● **Prompt 1**
According to the housing market article below, within what range does Canada Mortgage and Housing Corp. expect the five-year posted mortgage rate to stay?
● **Prompt 2**
List the factors that the housing market article below says are working together to prop up Canada's real estate industry.
● **Prompt 3**
Using the housing market article below, state whether each statement agrees with it: (a) CMHC expects interest rates to rise in 2012; (b) claims under CMHC's mortgage insurance programs rose in the first half of the year; (c) no banks have recently raised their variable rates.

Economic conditions will help Canada’s real estate sector stay healthy: CMHC

General Angela Calla 30 Aug

By Mary Gazze, The Canadian Press

Canada’s national housing agency says it expects home sales and construction activity will cool but remain healthy in the second half of the year, due to favourable economic conditions that push up demand for homes.

Canada Mortgage and Housing Corp. said Monday that lower unemployment, a steady level of immigration, and low interest rates are working together to prop up Canada’s real estate industry.

“I think the Canadian housing market is healthy at the moment despite the uncertainty we observed in the financial market,” Mathieu Laberge, deputy Chief Economist at CMHC said in an interview.

He was referring to the stock market ups and downs earlier this month as investors worried about the European debt crisis and feared the U.S. could slip back into recession.

“Employment is expected to grow at a moderate pace in the next few years,” he said.

“We expect interest rates to remain flat for the remainder of the year and increase in 2012, and new immigration is an addition to demand in the housing market.”

Laberge said the CMHC predicts the market sales volumes will hold at a stable level next year.

Canada Mortgage and Housing Corp. said low unemployment, immigration and low interest rates led to fewer claims in the first half of the year under its mortgage insurance programs, which protect lenders from defaults by borrowers.

The agency said it expects fixed mortgage rates to stay relatively flat for most of the year, with the five-year posted rate at between 4.1 per cent and 5.6 per cent, then increase slightly in 2012.

CMHC said variable rate mortgages would remain near historically low levels, although some banks recently increased their variable rates to reflect the higher cost of raising money.

● **Data listing**
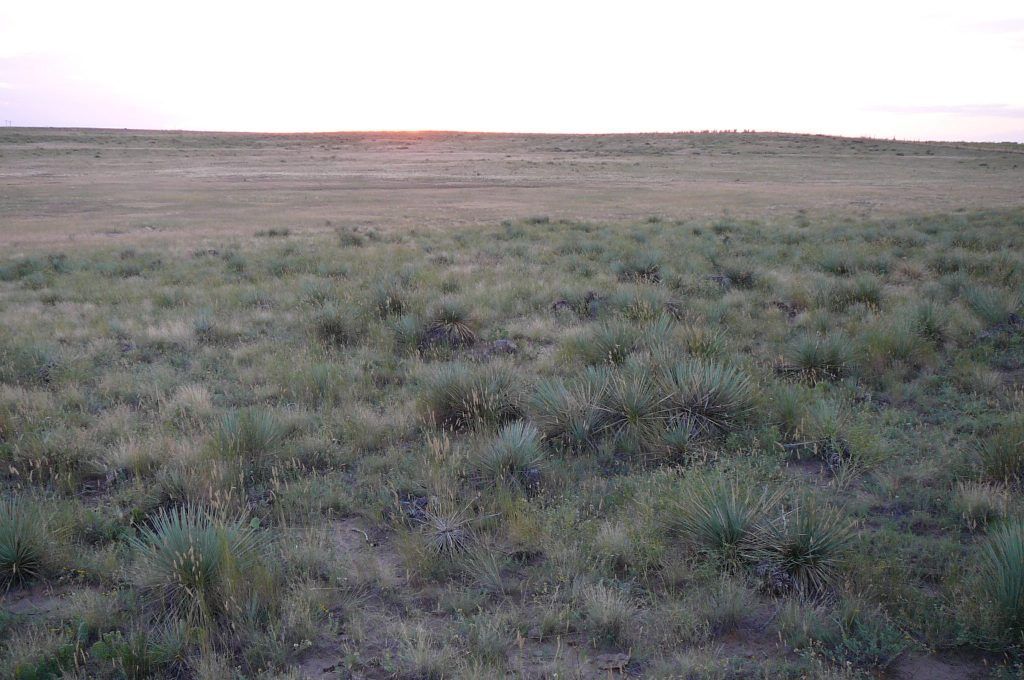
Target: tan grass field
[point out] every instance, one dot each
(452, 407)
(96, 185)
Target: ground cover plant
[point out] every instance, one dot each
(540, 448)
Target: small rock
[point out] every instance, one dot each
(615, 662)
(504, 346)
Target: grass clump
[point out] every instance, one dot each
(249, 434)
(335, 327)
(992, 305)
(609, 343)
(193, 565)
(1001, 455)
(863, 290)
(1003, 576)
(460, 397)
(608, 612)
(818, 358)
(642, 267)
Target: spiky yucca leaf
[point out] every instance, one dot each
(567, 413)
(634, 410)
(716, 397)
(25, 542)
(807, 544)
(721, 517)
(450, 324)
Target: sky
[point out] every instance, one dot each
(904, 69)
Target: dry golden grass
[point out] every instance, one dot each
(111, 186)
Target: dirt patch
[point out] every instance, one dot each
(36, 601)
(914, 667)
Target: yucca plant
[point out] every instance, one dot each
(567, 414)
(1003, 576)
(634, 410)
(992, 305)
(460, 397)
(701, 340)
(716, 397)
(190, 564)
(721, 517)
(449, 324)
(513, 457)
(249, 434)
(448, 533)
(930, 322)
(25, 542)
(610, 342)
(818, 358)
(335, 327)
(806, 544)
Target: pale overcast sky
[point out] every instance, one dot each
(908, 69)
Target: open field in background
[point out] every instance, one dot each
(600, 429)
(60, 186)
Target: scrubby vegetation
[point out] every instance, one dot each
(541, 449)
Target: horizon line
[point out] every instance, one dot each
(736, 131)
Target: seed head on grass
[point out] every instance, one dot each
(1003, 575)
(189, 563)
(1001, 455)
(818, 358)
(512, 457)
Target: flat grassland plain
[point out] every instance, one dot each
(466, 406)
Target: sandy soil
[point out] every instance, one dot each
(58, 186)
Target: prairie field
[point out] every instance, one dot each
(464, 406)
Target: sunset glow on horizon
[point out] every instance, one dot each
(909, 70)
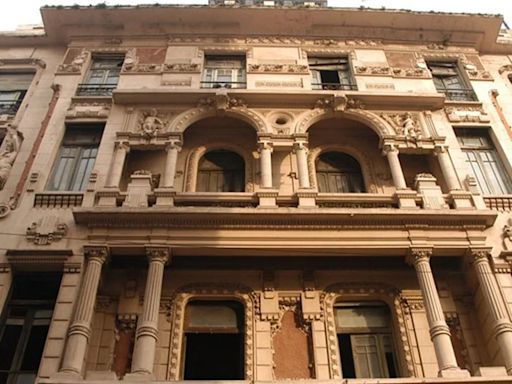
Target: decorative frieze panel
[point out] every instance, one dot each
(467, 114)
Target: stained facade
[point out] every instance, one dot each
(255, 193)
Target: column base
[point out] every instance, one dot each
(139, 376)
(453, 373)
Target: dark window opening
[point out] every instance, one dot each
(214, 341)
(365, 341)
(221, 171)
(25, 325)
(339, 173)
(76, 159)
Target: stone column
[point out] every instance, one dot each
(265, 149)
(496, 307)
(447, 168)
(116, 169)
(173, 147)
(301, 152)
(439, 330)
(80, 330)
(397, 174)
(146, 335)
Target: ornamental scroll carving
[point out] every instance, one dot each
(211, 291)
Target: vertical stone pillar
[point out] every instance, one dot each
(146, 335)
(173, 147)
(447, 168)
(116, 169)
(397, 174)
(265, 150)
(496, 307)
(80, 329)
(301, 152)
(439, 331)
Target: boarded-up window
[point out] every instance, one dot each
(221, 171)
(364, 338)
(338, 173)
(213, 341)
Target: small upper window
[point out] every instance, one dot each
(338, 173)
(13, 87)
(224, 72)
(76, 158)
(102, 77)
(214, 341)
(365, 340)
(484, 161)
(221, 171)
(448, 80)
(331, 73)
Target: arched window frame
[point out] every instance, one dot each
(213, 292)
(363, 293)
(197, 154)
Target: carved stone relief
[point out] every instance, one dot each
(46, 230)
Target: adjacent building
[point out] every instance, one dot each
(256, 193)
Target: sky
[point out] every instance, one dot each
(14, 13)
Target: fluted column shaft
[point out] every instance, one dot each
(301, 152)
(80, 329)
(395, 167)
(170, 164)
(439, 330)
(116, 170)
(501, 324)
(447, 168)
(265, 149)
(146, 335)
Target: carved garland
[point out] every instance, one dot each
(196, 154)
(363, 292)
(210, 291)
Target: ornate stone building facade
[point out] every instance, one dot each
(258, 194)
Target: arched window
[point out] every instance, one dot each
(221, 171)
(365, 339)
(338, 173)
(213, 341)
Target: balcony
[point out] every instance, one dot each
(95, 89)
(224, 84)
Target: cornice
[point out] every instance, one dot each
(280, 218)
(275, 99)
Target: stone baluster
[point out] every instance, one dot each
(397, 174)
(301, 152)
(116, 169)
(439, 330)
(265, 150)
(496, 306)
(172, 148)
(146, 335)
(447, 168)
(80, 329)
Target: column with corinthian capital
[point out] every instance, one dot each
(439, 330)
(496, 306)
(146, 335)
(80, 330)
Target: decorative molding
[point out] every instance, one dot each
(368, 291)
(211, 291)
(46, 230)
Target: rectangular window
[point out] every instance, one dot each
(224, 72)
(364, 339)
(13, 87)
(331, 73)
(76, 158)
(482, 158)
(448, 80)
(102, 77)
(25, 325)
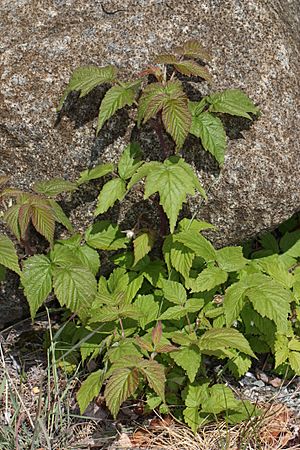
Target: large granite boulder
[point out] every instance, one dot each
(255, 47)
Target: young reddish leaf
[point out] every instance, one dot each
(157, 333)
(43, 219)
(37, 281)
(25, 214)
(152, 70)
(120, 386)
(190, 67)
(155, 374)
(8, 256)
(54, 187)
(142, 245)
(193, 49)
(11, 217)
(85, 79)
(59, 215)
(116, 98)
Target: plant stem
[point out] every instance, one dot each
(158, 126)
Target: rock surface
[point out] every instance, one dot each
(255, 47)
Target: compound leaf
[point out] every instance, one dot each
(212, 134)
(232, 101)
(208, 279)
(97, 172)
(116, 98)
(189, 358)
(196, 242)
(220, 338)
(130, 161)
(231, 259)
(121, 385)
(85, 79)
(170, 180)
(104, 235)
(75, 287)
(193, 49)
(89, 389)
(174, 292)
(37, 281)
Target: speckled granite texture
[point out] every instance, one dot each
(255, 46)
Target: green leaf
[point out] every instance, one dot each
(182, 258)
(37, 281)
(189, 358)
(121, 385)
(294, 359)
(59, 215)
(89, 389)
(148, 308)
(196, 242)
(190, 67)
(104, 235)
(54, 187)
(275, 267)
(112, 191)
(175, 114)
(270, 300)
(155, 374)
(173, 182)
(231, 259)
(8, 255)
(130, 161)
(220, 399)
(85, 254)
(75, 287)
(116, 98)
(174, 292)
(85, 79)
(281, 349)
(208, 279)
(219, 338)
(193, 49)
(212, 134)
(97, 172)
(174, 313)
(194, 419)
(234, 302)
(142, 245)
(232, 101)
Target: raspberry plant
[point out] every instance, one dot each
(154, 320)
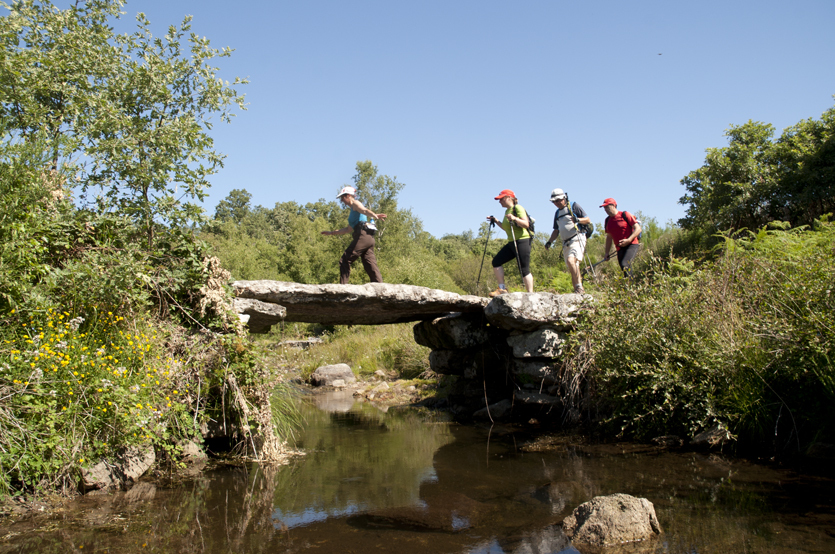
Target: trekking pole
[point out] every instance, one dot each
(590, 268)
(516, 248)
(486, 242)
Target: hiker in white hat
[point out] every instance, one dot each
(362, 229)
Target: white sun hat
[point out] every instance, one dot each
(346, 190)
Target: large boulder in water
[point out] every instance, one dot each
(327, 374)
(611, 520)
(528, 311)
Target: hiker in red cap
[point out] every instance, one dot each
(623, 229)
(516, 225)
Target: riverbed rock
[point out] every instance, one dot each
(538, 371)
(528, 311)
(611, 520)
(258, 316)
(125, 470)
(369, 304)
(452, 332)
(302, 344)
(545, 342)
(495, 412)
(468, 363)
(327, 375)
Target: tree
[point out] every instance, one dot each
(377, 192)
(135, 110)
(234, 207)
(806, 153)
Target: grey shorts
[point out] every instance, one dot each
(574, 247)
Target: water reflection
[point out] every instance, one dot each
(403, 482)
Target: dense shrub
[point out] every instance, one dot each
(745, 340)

● **Task output 1**
Between 4.1 per cent and 5.6 per cent.

● **Task output 2**
- Lower unemployment
- A steady level of immigration
- Low interest rates

● **Task output 3**
(a) Yes: "We expect interest rates to remain flat for the remainder of the year and increase in 2012"
(b) No: "led to fewer claims in the first half of the year under its mortgage insurance programs"
(c) No: "some banks recently increased their variable rates to reflect the higher cost of raising money"